ASSIGNMENT: Can you pull out each line of the data below that includes the word "wheel"?

Items from a dataset:
━━━━━━━━━━━━━━━━━━━━

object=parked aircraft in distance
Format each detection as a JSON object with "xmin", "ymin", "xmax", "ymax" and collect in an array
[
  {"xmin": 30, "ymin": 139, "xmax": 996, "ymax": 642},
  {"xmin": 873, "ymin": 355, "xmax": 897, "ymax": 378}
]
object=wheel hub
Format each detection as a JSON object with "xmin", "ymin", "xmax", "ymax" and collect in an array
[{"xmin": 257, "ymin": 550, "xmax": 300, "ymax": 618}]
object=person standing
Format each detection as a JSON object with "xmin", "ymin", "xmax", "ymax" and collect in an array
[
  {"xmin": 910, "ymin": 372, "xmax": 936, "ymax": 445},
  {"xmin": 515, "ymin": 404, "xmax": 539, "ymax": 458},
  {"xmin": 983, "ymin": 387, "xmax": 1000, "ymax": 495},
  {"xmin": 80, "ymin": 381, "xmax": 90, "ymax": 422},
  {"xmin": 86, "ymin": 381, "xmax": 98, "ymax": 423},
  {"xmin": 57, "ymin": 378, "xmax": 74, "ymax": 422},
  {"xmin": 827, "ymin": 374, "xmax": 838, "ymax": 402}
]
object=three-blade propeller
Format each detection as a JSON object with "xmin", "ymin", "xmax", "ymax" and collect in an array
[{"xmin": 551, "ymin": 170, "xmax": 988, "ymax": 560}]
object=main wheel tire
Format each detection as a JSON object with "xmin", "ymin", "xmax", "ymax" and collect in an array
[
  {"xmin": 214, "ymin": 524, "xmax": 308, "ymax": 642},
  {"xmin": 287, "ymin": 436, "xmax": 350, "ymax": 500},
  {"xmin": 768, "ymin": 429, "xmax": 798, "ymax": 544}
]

━━━━━━━━━━━━━━━━━━━━

ANSWER TO THIS PROBLEM:
object=wheel hub
object=main wheel tire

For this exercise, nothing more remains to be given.